● THE EXERCISE:
Write out, please, the line containing "Put one point on every instance of the wooden walkway" together with all lines after it, up to and including the last one, with no other output.

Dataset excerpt

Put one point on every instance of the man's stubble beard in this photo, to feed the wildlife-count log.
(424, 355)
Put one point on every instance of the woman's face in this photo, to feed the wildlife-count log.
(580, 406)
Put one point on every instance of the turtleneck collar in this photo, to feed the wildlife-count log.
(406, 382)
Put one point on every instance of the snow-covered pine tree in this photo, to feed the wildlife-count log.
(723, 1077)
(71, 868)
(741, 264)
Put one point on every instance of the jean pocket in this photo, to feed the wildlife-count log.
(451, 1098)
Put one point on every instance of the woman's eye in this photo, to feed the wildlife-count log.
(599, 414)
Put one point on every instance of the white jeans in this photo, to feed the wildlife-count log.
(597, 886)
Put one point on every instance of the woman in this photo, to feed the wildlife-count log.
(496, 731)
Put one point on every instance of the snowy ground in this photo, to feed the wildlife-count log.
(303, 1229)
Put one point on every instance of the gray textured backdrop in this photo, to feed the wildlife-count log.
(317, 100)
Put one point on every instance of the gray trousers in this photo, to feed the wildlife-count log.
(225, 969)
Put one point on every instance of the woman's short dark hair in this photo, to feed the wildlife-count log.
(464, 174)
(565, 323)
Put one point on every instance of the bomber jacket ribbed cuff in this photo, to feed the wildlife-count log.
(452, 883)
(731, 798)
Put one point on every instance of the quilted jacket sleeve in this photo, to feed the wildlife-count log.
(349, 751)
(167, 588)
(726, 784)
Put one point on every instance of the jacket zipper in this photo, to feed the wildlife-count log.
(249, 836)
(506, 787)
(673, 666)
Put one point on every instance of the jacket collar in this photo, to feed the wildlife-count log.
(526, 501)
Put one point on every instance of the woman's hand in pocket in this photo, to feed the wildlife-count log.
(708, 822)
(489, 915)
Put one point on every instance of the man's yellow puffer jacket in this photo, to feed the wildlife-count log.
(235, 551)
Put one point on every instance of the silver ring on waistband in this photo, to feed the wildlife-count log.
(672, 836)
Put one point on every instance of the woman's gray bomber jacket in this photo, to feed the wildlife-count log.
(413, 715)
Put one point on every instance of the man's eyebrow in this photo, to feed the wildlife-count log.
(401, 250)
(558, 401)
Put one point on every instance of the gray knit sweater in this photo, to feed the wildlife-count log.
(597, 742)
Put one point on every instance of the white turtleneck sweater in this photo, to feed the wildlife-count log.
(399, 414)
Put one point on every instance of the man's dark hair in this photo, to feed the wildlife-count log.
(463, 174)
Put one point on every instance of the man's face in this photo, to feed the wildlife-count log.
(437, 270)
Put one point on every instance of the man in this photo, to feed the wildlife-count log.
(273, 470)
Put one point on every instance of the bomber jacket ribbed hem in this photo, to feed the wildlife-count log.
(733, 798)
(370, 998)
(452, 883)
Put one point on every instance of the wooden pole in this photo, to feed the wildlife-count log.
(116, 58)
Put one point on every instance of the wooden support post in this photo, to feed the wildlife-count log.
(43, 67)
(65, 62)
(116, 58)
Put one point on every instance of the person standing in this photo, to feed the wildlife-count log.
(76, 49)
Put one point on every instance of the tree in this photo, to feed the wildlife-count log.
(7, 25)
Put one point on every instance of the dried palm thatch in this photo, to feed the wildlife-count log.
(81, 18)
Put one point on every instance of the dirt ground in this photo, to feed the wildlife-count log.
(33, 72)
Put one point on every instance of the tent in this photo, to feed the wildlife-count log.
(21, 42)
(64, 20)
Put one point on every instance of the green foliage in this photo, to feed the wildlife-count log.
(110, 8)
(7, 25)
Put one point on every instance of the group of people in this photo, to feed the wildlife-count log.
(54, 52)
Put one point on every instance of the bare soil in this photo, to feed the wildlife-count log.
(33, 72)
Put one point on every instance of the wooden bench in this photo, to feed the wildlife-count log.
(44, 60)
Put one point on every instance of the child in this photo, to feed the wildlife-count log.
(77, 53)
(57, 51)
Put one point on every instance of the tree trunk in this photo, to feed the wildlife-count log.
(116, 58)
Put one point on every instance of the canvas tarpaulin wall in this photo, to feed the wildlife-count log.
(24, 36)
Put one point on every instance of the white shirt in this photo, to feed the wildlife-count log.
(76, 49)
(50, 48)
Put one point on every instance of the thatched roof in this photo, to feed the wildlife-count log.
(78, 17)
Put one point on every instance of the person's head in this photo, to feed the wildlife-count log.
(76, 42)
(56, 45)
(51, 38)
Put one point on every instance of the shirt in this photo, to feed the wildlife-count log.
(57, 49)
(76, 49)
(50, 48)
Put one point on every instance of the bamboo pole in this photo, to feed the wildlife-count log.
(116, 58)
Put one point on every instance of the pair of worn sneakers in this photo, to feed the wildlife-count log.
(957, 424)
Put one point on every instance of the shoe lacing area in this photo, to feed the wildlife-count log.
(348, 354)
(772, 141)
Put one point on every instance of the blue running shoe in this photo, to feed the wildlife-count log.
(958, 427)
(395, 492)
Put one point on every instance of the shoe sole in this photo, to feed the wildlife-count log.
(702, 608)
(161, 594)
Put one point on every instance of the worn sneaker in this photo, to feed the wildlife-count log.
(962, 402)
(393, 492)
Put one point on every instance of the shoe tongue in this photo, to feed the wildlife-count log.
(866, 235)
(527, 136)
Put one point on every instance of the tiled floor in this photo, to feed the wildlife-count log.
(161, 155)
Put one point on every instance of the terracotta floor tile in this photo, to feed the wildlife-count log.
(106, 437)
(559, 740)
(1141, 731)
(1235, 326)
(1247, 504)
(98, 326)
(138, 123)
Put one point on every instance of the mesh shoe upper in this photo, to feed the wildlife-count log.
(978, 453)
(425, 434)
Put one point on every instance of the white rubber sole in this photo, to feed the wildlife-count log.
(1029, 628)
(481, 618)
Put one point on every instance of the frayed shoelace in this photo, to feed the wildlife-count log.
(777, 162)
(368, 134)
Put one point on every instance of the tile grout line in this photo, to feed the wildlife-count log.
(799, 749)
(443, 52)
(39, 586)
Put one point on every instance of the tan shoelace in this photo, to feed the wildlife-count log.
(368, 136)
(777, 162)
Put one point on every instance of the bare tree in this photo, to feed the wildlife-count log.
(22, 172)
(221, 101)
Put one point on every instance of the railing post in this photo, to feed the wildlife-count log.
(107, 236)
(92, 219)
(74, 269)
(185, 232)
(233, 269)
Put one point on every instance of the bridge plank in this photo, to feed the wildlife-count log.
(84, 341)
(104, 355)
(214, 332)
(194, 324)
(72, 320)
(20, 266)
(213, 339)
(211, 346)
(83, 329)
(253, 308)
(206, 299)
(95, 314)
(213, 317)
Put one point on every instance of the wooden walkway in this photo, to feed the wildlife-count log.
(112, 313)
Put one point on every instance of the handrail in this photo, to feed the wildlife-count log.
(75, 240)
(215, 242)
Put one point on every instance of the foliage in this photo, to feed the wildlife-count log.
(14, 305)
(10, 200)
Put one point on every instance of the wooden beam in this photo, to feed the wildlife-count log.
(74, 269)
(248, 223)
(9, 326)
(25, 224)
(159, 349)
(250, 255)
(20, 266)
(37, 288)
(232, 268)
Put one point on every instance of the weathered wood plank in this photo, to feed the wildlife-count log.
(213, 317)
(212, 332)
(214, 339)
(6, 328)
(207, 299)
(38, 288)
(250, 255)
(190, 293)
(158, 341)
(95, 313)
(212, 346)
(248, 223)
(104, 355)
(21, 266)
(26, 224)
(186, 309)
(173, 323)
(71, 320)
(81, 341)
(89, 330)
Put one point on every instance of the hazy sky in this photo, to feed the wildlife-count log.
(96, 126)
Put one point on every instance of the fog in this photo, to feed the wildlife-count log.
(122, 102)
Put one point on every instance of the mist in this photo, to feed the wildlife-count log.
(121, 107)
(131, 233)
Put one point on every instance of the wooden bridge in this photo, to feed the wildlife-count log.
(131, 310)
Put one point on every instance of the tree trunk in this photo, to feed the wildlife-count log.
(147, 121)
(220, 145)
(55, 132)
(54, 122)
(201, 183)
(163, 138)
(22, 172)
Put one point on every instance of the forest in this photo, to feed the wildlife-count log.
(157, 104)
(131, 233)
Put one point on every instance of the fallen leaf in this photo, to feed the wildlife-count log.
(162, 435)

● RESULT FOR THIS EXERCISE:
Put one point on every instance of the wooden walkway in this photo, to feed the wildlife-count log.
(112, 313)
Put one point on every instance of the handrail in this photo, to feed the wildlife-count log.
(75, 240)
(215, 242)
Put one point on every instance of the foliage in this photo, to feed the wildlife-count log.
(14, 305)
(10, 200)
Put one point on every instance of the wooden beam in this photo, to feed the wildlife-count log.
(74, 269)
(248, 223)
(9, 326)
(25, 224)
(159, 349)
(250, 255)
(20, 266)
(37, 288)
(232, 268)
Put one point on every instance of the weathered wood plank in this photo, to feed the wildlife-count log.
(213, 317)
(212, 332)
(214, 339)
(6, 328)
(207, 299)
(38, 288)
(250, 255)
(190, 293)
(158, 341)
(95, 313)
(212, 346)
(248, 223)
(104, 355)
(21, 266)
(26, 224)
(186, 309)
(173, 323)
(71, 320)
(81, 341)
(89, 330)
Put one point on every instance of the hazy sky in this photo, to feed the wildlife-count log.
(96, 126)
Put one point on every instance of the fog in this photo, to feed the wildlife-count log.
(122, 102)
Put one point on every instance of the mist in this photo, to feed the wildlife-count log.
(121, 107)
(131, 233)
Put one point on every instance of the wooden bridge in this photo, to feed the wildlife-count log.
(131, 310)
Put one point on every instance of the tree trunk in this photo, to feed the wildlife-count log.
(147, 121)
(220, 145)
(55, 132)
(54, 122)
(201, 183)
(163, 138)
(22, 172)
Put one point on every instance of the forest in this photo, to feed the wildlife-count log.
(157, 104)
(131, 233)
Put one point on every instance of the fallen leaf in this photo, to feed the wildlife-count log.
(162, 435)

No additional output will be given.